▶ **Stored items**:
──────────
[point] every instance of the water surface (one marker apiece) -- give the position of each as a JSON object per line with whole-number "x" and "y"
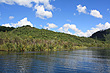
{"x": 78, "y": 61}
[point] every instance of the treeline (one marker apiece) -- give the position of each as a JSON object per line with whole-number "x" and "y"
{"x": 28, "y": 38}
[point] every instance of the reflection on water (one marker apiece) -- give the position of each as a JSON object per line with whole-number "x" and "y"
{"x": 83, "y": 61}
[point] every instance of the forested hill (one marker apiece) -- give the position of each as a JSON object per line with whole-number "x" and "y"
{"x": 103, "y": 35}
{"x": 28, "y": 38}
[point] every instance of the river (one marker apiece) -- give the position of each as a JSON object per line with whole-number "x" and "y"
{"x": 76, "y": 61}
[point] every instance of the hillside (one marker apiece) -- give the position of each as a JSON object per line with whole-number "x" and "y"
{"x": 103, "y": 35}
{"x": 28, "y": 38}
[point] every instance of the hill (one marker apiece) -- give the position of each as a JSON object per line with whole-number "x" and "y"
{"x": 103, "y": 35}
{"x": 28, "y": 38}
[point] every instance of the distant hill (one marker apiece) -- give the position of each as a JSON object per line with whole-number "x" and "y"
{"x": 103, "y": 35}
{"x": 29, "y": 38}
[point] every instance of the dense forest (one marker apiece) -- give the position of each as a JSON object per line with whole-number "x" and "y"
{"x": 28, "y": 38}
{"x": 103, "y": 35}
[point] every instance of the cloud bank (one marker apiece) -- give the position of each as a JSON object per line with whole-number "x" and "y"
{"x": 83, "y": 9}
{"x": 20, "y": 23}
{"x": 43, "y": 8}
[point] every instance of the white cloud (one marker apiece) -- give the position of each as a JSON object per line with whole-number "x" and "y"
{"x": 81, "y": 8}
{"x": 20, "y": 23}
{"x": 78, "y": 32}
{"x": 108, "y": 9}
{"x": 50, "y": 25}
{"x": 68, "y": 20}
{"x": 41, "y": 13}
{"x": 6, "y": 25}
{"x": 40, "y": 25}
{"x": 74, "y": 14}
{"x": 66, "y": 28}
{"x": 41, "y": 6}
{"x": 96, "y": 13}
{"x": 11, "y": 17}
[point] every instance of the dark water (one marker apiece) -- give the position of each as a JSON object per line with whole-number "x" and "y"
{"x": 77, "y": 61}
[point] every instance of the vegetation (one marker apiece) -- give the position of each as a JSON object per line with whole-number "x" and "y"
{"x": 28, "y": 38}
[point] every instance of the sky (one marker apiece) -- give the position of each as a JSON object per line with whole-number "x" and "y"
{"x": 75, "y": 17}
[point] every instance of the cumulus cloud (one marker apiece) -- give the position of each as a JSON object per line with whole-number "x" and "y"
{"x": 78, "y": 32}
{"x": 81, "y": 8}
{"x": 96, "y": 13}
{"x": 50, "y": 25}
{"x": 11, "y": 17}
{"x": 66, "y": 28}
{"x": 20, "y": 23}
{"x": 6, "y": 25}
{"x": 40, "y": 9}
{"x": 41, "y": 13}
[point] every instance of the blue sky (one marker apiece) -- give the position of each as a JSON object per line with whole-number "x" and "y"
{"x": 76, "y": 17}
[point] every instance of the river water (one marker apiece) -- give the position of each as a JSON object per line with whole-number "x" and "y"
{"x": 76, "y": 61}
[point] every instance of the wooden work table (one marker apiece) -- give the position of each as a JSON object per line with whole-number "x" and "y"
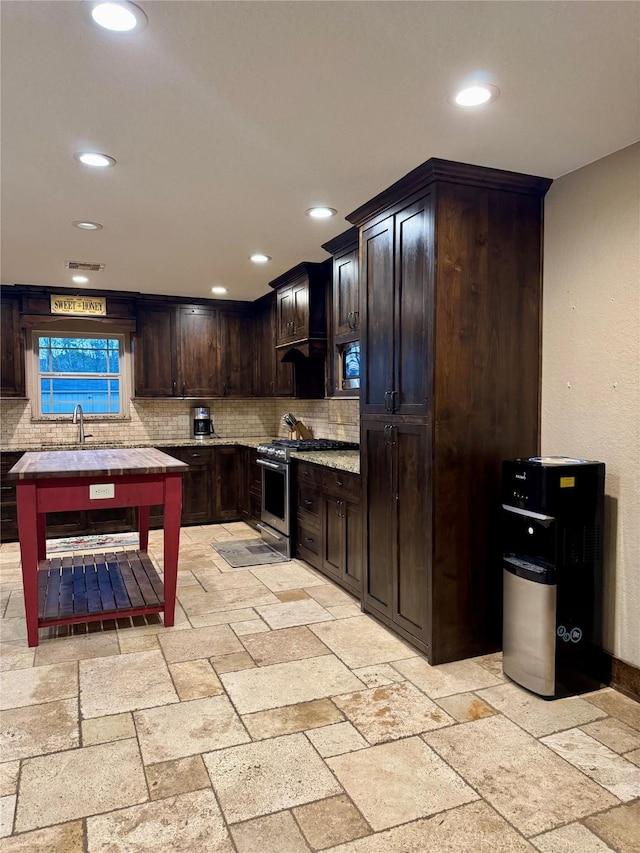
{"x": 85, "y": 588}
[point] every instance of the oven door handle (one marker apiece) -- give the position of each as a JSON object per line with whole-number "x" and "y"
{"x": 269, "y": 532}
{"x": 275, "y": 466}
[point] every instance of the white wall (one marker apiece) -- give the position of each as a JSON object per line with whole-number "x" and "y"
{"x": 591, "y": 361}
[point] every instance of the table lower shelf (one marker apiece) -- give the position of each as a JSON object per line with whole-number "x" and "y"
{"x": 91, "y": 587}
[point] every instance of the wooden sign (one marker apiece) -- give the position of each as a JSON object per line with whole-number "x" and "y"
{"x": 79, "y": 306}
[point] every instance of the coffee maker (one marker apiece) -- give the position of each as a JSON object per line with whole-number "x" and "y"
{"x": 202, "y": 425}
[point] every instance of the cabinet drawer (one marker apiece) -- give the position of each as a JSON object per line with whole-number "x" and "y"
{"x": 309, "y": 502}
{"x": 340, "y": 483}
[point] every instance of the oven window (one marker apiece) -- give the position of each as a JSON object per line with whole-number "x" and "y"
{"x": 274, "y": 492}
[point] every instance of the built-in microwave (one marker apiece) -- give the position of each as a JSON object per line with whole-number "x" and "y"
{"x": 349, "y": 365}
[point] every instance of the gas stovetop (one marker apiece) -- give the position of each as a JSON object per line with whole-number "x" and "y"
{"x": 280, "y": 448}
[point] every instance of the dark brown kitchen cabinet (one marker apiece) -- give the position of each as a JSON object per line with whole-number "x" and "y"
{"x": 450, "y": 295}
{"x": 345, "y": 308}
{"x": 12, "y": 351}
{"x": 329, "y": 524}
{"x": 227, "y": 484}
{"x": 237, "y": 354}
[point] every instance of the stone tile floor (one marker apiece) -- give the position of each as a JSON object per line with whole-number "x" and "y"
{"x": 275, "y": 717}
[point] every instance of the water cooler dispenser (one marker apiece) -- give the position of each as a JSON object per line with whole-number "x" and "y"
{"x": 552, "y": 516}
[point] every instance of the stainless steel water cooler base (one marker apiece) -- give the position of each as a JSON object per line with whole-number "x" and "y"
{"x": 529, "y": 633}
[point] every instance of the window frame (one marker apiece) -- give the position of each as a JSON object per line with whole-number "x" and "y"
{"x": 82, "y": 329}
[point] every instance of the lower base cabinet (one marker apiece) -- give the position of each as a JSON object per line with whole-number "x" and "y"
{"x": 329, "y": 523}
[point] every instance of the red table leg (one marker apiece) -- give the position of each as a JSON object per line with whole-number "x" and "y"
{"x": 172, "y": 514}
{"x": 143, "y": 526}
{"x": 29, "y": 533}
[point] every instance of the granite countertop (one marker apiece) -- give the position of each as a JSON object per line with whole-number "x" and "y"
{"x": 342, "y": 460}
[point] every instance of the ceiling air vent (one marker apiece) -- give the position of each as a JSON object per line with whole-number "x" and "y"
{"x": 80, "y": 265}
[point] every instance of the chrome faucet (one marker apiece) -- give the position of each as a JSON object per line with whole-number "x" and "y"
{"x": 78, "y": 418}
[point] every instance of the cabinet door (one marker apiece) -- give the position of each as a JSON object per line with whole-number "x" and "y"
{"x": 12, "y": 350}
{"x": 198, "y": 352}
{"x": 228, "y": 484}
{"x": 353, "y": 562}
{"x": 333, "y": 530}
{"x": 155, "y": 351}
{"x": 237, "y": 354}
{"x": 413, "y": 309}
{"x": 379, "y": 510}
{"x": 377, "y": 300}
{"x": 412, "y": 528}
{"x": 345, "y": 294}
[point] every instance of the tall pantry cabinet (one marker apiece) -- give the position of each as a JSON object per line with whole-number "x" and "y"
{"x": 450, "y": 311}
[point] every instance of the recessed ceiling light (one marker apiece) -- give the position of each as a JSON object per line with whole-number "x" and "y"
{"x": 93, "y": 159}
{"x": 476, "y": 95}
{"x": 320, "y": 212}
{"x": 86, "y": 225}
{"x": 120, "y": 16}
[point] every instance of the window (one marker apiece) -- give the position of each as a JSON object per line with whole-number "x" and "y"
{"x": 80, "y": 367}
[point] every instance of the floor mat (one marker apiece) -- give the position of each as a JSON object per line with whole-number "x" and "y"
{"x": 247, "y": 552}
{"x": 105, "y": 542}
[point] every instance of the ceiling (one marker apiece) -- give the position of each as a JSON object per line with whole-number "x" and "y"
{"x": 229, "y": 119}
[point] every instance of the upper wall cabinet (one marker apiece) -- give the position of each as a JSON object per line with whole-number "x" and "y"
{"x": 345, "y": 315}
{"x": 301, "y": 309}
{"x": 12, "y": 348}
{"x": 192, "y": 351}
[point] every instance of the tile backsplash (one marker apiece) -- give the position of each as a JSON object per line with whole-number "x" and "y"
{"x": 166, "y": 420}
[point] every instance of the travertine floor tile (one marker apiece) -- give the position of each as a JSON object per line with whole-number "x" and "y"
{"x": 474, "y": 828}
{"x": 180, "y": 776}
{"x": 286, "y": 614}
{"x": 336, "y": 739}
{"x": 38, "y": 729}
{"x": 124, "y": 683}
{"x": 617, "y": 705}
{"x": 268, "y": 776}
{"x": 195, "y": 679}
{"x": 536, "y": 715}
{"x": 361, "y": 641}
{"x": 520, "y": 777}
{"x": 7, "y": 811}
{"x": 8, "y": 777}
{"x": 391, "y": 712}
{"x": 398, "y": 782}
{"x": 612, "y": 733}
{"x": 183, "y": 824}
{"x": 106, "y": 729}
{"x": 447, "y": 679}
{"x": 619, "y": 827}
{"x": 465, "y": 707}
{"x": 330, "y": 822}
{"x": 597, "y": 761}
{"x": 292, "y": 718}
{"x": 573, "y": 838}
{"x": 39, "y": 684}
{"x": 65, "y": 838}
{"x": 278, "y": 833}
{"x": 288, "y": 683}
{"x": 284, "y": 645}
{"x": 81, "y": 782}
{"x": 199, "y": 643}
{"x": 175, "y": 731}
{"x": 77, "y": 648}
{"x": 283, "y": 576}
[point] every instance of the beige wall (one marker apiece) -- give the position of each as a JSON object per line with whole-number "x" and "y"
{"x": 591, "y": 361}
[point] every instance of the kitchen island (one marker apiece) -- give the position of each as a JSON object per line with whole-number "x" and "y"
{"x": 88, "y": 588}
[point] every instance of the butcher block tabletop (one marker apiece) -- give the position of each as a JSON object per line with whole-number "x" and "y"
{"x": 102, "y": 463}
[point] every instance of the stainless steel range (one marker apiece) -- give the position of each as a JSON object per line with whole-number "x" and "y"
{"x": 276, "y": 513}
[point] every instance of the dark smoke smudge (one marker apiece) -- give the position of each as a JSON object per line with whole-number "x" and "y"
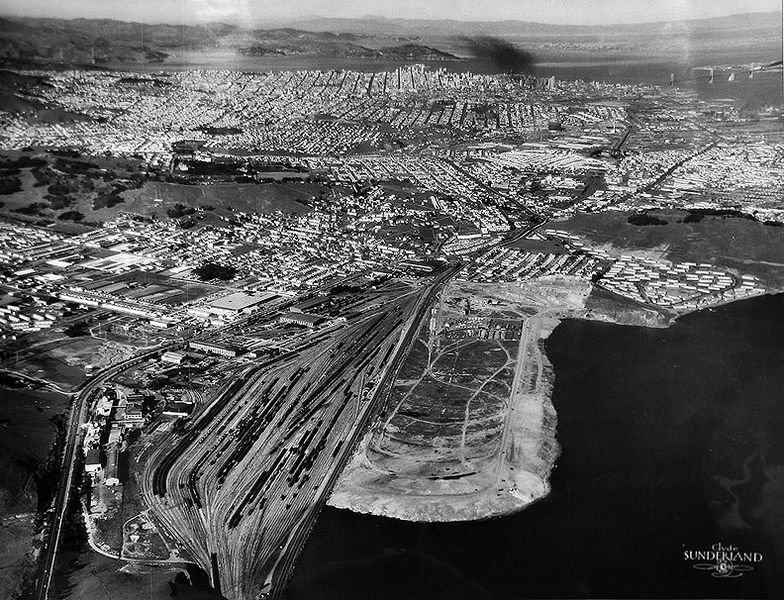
{"x": 504, "y": 55}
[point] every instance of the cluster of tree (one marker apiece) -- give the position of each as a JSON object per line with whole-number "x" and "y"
{"x": 210, "y": 270}
{"x": 644, "y": 219}
{"x": 107, "y": 201}
{"x": 34, "y": 208}
{"x": 180, "y": 210}
{"x": 71, "y": 215}
{"x": 10, "y": 185}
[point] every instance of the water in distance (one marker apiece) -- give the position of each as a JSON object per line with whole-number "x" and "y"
{"x": 672, "y": 442}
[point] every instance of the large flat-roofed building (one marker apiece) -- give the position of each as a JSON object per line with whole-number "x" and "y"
──────────
Quote verbatim every line starting at the line that contains "[point] every instance of the dark smoke" and ending with the last line of the records; omit all pictures.

[point] every instance of the dark smoke smudge (one marker apiece) -- give the position of each as a JSON object per line with whole-number "x" and "y"
{"x": 504, "y": 55}
[point] every instance of the cluster of tree (one marker apiece) -- give the position of each as a JSON object per line with whole-number "x" and "y"
{"x": 210, "y": 270}
{"x": 644, "y": 219}
{"x": 107, "y": 201}
{"x": 34, "y": 208}
{"x": 180, "y": 210}
{"x": 71, "y": 215}
{"x": 10, "y": 185}
[point] every instance of the water in distance (one marker apiece) -- give the position of each as a JSON object per line with whole-number "x" and "y"
{"x": 672, "y": 442}
[point] every instance of the large flat-roofed building (one marker apiece) -- give the position of each as a JSON object per line with whole-number "x" and "y"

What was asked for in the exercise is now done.